* Stated goal: Copy out the part of the records below, unchanged, starting with the line that contains "the wooden plank" and going on through the line that contains "column 21, row 49".

* Records supplied:
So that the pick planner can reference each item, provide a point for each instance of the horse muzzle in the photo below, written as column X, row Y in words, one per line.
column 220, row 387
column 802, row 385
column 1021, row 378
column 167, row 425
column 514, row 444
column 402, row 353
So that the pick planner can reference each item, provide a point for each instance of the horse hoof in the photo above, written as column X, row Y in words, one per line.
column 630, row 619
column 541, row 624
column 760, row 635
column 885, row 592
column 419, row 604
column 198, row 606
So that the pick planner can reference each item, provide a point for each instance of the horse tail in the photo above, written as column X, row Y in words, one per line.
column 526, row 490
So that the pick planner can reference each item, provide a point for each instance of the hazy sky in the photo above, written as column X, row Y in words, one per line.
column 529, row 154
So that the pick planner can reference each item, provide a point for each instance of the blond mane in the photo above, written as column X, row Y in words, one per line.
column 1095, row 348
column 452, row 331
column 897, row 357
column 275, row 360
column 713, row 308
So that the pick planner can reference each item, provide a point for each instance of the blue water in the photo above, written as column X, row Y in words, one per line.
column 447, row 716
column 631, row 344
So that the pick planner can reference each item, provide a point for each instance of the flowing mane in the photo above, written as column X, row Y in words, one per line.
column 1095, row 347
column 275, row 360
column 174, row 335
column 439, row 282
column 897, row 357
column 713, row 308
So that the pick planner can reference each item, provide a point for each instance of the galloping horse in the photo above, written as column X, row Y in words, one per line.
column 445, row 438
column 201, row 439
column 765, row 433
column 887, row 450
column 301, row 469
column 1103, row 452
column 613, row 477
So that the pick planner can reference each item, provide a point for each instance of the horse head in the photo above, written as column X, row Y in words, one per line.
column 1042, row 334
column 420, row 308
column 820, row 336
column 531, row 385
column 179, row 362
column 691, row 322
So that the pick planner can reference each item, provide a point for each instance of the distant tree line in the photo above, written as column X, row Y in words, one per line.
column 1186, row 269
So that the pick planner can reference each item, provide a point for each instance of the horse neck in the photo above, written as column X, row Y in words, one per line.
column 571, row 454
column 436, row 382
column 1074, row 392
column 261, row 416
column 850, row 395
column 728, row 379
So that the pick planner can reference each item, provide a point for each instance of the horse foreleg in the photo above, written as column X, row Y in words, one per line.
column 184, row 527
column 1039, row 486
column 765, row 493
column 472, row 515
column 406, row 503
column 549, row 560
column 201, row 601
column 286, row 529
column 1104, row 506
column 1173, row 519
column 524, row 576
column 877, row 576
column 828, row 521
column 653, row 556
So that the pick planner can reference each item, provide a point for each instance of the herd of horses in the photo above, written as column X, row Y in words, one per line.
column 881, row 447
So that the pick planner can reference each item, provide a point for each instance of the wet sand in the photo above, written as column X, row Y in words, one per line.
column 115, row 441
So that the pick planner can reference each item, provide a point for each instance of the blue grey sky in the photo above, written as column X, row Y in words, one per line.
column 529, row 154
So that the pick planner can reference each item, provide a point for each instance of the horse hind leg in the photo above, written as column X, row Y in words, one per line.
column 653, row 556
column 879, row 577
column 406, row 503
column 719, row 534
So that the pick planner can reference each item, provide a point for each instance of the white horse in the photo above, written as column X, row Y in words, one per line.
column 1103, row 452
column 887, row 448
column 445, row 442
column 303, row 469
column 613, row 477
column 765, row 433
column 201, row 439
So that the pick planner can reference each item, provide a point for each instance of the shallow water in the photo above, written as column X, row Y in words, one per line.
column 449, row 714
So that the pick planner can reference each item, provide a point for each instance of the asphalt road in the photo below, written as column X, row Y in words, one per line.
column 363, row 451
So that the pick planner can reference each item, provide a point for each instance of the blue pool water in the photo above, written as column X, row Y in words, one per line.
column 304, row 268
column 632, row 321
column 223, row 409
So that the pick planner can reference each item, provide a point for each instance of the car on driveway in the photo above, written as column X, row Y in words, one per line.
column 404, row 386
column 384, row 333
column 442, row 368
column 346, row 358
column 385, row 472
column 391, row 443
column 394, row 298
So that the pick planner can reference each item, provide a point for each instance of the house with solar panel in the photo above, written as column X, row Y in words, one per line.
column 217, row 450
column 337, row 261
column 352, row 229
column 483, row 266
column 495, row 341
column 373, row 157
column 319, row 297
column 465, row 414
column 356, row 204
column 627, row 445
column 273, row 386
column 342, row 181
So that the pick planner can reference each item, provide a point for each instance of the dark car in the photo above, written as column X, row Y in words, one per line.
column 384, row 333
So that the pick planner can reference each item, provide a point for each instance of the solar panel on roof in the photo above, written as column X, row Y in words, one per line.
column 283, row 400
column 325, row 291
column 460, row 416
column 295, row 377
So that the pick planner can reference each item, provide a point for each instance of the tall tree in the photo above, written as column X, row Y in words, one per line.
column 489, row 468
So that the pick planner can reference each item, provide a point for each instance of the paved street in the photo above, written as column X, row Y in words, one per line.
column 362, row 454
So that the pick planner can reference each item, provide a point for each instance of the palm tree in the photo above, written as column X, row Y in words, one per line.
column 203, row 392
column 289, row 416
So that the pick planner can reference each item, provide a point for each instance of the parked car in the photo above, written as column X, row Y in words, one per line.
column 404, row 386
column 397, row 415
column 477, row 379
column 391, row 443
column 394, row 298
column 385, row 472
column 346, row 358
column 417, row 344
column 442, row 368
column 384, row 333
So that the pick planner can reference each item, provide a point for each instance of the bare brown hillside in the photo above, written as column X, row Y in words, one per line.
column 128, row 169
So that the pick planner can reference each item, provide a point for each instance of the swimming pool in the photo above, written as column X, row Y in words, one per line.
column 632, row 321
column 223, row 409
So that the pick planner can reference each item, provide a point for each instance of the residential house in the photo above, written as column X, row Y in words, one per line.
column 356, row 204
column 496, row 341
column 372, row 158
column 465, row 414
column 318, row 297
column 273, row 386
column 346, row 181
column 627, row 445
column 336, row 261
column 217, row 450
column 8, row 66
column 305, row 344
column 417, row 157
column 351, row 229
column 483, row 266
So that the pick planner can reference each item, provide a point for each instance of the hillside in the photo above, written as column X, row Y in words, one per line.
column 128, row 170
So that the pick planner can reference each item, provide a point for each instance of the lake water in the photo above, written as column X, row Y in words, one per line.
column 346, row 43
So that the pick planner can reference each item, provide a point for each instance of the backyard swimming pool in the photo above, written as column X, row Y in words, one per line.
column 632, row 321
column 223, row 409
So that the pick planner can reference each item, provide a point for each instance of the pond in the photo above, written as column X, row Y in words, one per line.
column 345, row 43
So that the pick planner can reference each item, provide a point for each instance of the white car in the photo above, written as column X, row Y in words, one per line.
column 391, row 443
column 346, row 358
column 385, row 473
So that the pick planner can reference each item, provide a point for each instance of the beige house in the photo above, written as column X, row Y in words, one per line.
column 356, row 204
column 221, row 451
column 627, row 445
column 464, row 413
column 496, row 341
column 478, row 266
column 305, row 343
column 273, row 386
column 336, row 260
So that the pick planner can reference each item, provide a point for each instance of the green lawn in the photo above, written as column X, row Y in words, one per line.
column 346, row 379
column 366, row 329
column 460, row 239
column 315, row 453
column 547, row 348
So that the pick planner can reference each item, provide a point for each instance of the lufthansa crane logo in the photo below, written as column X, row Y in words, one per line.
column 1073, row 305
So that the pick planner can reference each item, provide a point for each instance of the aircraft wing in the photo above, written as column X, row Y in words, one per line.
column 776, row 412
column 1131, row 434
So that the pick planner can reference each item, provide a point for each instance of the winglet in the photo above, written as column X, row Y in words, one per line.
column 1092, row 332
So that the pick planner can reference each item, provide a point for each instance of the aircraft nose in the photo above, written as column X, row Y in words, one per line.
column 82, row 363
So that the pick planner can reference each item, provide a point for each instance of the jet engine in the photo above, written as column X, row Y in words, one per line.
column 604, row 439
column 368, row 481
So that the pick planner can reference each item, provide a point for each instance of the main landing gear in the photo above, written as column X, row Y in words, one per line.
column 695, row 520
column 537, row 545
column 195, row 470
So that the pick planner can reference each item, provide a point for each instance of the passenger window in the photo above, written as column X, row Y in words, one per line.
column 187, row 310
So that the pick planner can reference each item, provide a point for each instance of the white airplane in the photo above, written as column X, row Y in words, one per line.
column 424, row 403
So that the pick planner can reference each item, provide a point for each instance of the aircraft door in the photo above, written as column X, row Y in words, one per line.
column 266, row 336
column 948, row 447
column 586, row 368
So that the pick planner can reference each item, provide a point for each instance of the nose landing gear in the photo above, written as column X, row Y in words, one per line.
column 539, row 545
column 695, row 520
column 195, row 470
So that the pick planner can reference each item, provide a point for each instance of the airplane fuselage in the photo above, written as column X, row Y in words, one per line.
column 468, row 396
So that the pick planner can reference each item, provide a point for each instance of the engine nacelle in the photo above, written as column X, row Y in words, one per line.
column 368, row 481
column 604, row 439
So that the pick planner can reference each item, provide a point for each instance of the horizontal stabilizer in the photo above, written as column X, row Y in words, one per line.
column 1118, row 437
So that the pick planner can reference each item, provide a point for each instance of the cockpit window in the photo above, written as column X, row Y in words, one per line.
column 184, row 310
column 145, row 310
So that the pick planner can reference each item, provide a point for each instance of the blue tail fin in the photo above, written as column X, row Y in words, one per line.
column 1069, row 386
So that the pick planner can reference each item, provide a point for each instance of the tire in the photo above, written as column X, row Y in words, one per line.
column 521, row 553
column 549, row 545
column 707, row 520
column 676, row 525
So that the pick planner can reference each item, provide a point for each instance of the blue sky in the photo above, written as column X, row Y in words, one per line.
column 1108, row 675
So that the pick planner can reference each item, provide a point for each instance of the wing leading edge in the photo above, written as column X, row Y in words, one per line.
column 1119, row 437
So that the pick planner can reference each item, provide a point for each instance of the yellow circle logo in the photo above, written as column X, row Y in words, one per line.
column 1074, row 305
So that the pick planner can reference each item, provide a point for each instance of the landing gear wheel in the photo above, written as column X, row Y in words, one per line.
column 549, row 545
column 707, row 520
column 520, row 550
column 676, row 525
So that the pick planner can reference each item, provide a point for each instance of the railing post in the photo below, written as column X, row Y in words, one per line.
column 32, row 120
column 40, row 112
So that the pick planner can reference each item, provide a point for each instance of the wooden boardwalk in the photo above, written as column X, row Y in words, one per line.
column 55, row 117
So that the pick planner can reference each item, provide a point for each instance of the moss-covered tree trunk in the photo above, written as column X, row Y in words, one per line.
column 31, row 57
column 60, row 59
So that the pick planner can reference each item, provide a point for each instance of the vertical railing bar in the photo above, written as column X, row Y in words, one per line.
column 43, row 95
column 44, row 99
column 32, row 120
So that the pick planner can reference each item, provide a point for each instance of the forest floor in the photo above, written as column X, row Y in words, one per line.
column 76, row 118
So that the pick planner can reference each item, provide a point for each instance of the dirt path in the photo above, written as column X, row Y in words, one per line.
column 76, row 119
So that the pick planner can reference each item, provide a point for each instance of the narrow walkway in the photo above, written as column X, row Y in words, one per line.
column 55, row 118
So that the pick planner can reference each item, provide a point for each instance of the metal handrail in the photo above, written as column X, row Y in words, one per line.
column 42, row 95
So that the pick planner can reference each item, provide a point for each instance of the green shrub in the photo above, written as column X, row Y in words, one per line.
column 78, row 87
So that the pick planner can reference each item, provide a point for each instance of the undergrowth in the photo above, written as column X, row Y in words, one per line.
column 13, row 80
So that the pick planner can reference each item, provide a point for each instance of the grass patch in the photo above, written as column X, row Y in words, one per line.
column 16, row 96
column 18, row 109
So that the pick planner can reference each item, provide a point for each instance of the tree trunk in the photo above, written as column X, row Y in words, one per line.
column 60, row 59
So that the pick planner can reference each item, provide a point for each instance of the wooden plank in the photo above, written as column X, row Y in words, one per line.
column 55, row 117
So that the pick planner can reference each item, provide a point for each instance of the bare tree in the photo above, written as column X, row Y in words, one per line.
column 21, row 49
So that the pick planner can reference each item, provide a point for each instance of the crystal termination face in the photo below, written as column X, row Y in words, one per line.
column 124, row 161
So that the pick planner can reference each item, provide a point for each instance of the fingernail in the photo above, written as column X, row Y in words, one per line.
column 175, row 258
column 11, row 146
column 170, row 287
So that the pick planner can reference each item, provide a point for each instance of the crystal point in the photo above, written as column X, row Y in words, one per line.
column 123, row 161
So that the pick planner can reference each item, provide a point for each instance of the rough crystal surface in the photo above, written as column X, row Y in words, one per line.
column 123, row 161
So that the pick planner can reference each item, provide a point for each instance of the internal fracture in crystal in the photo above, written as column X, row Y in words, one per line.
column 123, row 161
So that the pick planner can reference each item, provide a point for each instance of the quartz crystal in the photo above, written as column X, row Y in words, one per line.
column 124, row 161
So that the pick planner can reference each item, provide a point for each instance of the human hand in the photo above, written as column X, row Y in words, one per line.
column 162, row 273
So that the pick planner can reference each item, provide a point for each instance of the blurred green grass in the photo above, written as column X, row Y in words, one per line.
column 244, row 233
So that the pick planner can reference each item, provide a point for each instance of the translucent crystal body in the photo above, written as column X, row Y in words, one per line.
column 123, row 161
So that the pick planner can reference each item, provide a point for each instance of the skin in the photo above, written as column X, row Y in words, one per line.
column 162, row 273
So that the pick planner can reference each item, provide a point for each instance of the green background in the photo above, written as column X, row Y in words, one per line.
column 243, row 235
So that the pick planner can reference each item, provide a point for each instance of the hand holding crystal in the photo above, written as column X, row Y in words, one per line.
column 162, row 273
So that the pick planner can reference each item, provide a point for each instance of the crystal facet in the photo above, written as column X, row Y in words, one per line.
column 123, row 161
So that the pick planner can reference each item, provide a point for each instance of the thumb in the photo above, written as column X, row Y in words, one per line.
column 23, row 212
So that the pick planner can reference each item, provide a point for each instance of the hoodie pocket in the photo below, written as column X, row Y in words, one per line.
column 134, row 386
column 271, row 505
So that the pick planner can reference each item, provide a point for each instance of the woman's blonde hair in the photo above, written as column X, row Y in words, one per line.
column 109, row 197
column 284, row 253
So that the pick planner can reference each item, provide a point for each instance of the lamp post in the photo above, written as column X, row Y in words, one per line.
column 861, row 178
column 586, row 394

* Finished answer:
So that the pick planner can reference each item, provide a point for each instance of the wooden plank in the photo above, written as column X, row Y in words, one per line.
column 55, row 117
So that the pick planner can reference each item, provide a point for each instance of the bare tree in the photo above, written as column X, row Y in words, one per line.
column 21, row 49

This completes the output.